» Problem to work on:
Print all the entries verbatim.

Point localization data
--------------------------------------------------
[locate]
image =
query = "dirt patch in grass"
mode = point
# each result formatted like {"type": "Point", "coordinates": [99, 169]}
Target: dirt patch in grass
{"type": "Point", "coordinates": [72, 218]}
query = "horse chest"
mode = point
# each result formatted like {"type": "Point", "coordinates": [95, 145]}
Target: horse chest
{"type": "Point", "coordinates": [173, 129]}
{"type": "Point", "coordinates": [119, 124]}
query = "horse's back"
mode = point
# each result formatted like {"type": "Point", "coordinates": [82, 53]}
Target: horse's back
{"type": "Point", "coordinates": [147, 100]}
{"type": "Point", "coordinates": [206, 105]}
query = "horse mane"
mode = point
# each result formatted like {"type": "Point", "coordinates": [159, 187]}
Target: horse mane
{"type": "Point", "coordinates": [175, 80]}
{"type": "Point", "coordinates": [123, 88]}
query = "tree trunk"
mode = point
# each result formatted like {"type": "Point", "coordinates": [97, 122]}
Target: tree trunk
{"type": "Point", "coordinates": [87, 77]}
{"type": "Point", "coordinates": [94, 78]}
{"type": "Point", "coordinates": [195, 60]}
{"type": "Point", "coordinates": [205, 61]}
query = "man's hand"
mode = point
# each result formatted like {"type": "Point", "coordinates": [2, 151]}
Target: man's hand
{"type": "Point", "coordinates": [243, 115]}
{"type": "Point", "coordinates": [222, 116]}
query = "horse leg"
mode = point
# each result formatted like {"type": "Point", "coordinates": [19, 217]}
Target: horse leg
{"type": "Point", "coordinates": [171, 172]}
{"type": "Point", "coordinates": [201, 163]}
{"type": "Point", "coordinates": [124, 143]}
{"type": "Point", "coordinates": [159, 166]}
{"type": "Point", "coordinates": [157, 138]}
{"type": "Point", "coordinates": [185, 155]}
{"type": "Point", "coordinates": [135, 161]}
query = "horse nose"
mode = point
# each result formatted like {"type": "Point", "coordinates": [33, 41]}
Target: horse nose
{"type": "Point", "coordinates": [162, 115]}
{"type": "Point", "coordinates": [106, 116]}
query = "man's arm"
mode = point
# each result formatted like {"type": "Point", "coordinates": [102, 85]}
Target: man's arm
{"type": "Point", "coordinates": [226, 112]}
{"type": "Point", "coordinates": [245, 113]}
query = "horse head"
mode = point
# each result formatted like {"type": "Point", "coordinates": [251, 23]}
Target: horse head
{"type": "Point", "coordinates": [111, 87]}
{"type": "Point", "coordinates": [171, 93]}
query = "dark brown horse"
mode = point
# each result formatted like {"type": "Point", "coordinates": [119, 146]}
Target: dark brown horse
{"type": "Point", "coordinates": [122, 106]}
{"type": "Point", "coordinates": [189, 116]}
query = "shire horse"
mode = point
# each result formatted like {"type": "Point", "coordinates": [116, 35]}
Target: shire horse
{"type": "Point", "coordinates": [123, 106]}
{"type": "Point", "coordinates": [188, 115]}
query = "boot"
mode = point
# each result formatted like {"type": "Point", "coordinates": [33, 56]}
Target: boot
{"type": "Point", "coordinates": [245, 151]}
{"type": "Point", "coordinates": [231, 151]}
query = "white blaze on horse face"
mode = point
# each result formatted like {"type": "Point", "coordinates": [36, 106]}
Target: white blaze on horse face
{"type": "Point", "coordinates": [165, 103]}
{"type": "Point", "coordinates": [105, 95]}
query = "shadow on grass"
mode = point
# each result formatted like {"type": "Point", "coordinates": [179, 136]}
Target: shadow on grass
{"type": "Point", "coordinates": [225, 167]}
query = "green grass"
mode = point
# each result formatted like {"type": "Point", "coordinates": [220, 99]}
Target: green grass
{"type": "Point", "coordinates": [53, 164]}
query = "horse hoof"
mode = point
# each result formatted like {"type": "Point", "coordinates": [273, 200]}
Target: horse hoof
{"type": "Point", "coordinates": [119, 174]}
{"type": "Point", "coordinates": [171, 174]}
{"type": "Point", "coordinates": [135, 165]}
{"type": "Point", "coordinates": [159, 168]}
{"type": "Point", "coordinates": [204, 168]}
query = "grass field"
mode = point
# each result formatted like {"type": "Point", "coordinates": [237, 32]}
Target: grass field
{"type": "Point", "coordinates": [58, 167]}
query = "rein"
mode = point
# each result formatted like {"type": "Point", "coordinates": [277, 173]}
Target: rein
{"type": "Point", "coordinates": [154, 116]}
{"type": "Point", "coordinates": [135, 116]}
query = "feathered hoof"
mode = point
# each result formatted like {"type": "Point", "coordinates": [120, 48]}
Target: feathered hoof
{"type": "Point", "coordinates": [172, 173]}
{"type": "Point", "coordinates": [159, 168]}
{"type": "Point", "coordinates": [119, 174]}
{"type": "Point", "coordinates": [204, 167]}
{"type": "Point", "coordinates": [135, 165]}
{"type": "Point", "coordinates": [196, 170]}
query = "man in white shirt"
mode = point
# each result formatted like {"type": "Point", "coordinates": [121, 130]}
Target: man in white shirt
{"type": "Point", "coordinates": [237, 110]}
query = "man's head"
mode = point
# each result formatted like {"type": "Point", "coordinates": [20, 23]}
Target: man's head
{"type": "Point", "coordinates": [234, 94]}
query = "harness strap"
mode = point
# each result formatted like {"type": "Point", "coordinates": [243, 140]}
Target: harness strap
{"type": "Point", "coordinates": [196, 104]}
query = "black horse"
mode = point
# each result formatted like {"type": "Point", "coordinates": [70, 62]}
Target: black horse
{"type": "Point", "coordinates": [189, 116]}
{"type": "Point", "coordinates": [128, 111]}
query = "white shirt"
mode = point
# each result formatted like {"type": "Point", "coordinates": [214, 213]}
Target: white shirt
--------------------------------------------------
» Finished exercise:
[locate]
image =
query = "dirt patch in grass"
mode = point
# each result formatted like {"type": "Point", "coordinates": [99, 169]}
Target: dirt patch in grass
{"type": "Point", "coordinates": [72, 218]}
query = "horse chest"
mode = point
# each result formatted like {"type": "Point", "coordinates": [95, 145]}
Target: horse chest
{"type": "Point", "coordinates": [173, 129]}
{"type": "Point", "coordinates": [119, 124]}
query = "horse's back"
mode = point
# each result formatted like {"type": "Point", "coordinates": [82, 53]}
Target: horse's back
{"type": "Point", "coordinates": [147, 100]}
{"type": "Point", "coordinates": [206, 105]}
query = "horse mane"
mode = point
# each result formatted like {"type": "Point", "coordinates": [159, 187]}
Target: horse mane
{"type": "Point", "coordinates": [175, 80]}
{"type": "Point", "coordinates": [123, 88]}
query = "tree trunk"
mode = point
# each result formatted like {"type": "Point", "coordinates": [97, 122]}
Target: tree trunk
{"type": "Point", "coordinates": [87, 77]}
{"type": "Point", "coordinates": [94, 78]}
{"type": "Point", "coordinates": [195, 60]}
{"type": "Point", "coordinates": [205, 61]}
query = "man's hand"
mode = point
# each result formatted like {"type": "Point", "coordinates": [2, 151]}
Target: man's hand
{"type": "Point", "coordinates": [243, 115]}
{"type": "Point", "coordinates": [222, 116]}
query = "horse leg"
mode = point
# each result formatted like {"type": "Point", "coordinates": [19, 217]}
Target: horse leg
{"type": "Point", "coordinates": [171, 172]}
{"type": "Point", "coordinates": [201, 163]}
{"type": "Point", "coordinates": [124, 143]}
{"type": "Point", "coordinates": [159, 166]}
{"type": "Point", "coordinates": [157, 138]}
{"type": "Point", "coordinates": [185, 155]}
{"type": "Point", "coordinates": [135, 161]}
query = "horse nose"
mode = point
# each result formatted like {"type": "Point", "coordinates": [33, 41]}
Target: horse nose
{"type": "Point", "coordinates": [162, 115]}
{"type": "Point", "coordinates": [106, 116]}
query = "man's arm"
mode = point
# each result formatted like {"type": "Point", "coordinates": [102, 85]}
Target: man's arm
{"type": "Point", "coordinates": [226, 112]}
{"type": "Point", "coordinates": [245, 113]}
query = "horse head"
mode = point
# each result formatted like {"type": "Point", "coordinates": [251, 23]}
Target: horse head
{"type": "Point", "coordinates": [111, 87]}
{"type": "Point", "coordinates": [171, 93]}
query = "dark brown horse"
mode = point
# each result formatted like {"type": "Point", "coordinates": [119, 146]}
Target: dark brown horse
{"type": "Point", "coordinates": [122, 106]}
{"type": "Point", "coordinates": [189, 116]}
query = "shire horse"
mode = point
# each result formatted like {"type": "Point", "coordinates": [116, 35]}
Target: shire horse
{"type": "Point", "coordinates": [123, 106]}
{"type": "Point", "coordinates": [188, 115]}
query = "boot"
mode = point
# each result formatted like {"type": "Point", "coordinates": [33, 56]}
Target: boot
{"type": "Point", "coordinates": [245, 151]}
{"type": "Point", "coordinates": [231, 151]}
query = "white blaze on horse face"
mode = point
# each result formatted like {"type": "Point", "coordinates": [36, 106]}
Target: white blaze on horse face
{"type": "Point", "coordinates": [165, 103]}
{"type": "Point", "coordinates": [105, 95]}
query = "shadow on grass"
mode = point
# each result formatted like {"type": "Point", "coordinates": [179, 136]}
Target: shadow on grass
{"type": "Point", "coordinates": [225, 167]}
query = "green grass"
mode = point
# each result formatted like {"type": "Point", "coordinates": [220, 99]}
Target: green grass
{"type": "Point", "coordinates": [53, 164]}
query = "horse hoof"
mode = point
# each result formatted like {"type": "Point", "coordinates": [273, 200]}
Target: horse hoof
{"type": "Point", "coordinates": [119, 174]}
{"type": "Point", "coordinates": [171, 174]}
{"type": "Point", "coordinates": [135, 165]}
{"type": "Point", "coordinates": [159, 168]}
{"type": "Point", "coordinates": [204, 168]}
query = "grass field"
mode = point
# each result formatted like {"type": "Point", "coordinates": [237, 32]}
Target: grass field
{"type": "Point", "coordinates": [58, 167]}
query = "rein"
mode = point
# each result formatted like {"type": "Point", "coordinates": [277, 173]}
Target: rein
{"type": "Point", "coordinates": [154, 116]}
{"type": "Point", "coordinates": [135, 116]}
query = "feathered hoof"
mode = point
# each result formatted like {"type": "Point", "coordinates": [120, 48]}
Target: feathered hoof
{"type": "Point", "coordinates": [172, 173]}
{"type": "Point", "coordinates": [159, 168]}
{"type": "Point", "coordinates": [119, 174]}
{"type": "Point", "coordinates": [204, 167]}
{"type": "Point", "coordinates": [135, 165]}
{"type": "Point", "coordinates": [196, 170]}
query = "man in white shirt"
mode = point
# each result formatted like {"type": "Point", "coordinates": [121, 130]}
Target: man in white shirt
{"type": "Point", "coordinates": [237, 110]}
query = "man's head"
mode = point
# each result formatted like {"type": "Point", "coordinates": [20, 23]}
Target: man's head
{"type": "Point", "coordinates": [234, 94]}
query = "harness strap"
mode = point
# each result formatted like {"type": "Point", "coordinates": [243, 140]}
Target: harness strap
{"type": "Point", "coordinates": [196, 104]}
query = "black horse"
mode = point
# each result formatted like {"type": "Point", "coordinates": [70, 62]}
Target: black horse
{"type": "Point", "coordinates": [189, 116]}
{"type": "Point", "coordinates": [128, 111]}
query = "white shirt"
mode = point
# each result formatted like {"type": "Point", "coordinates": [214, 213]}
Target: white shirt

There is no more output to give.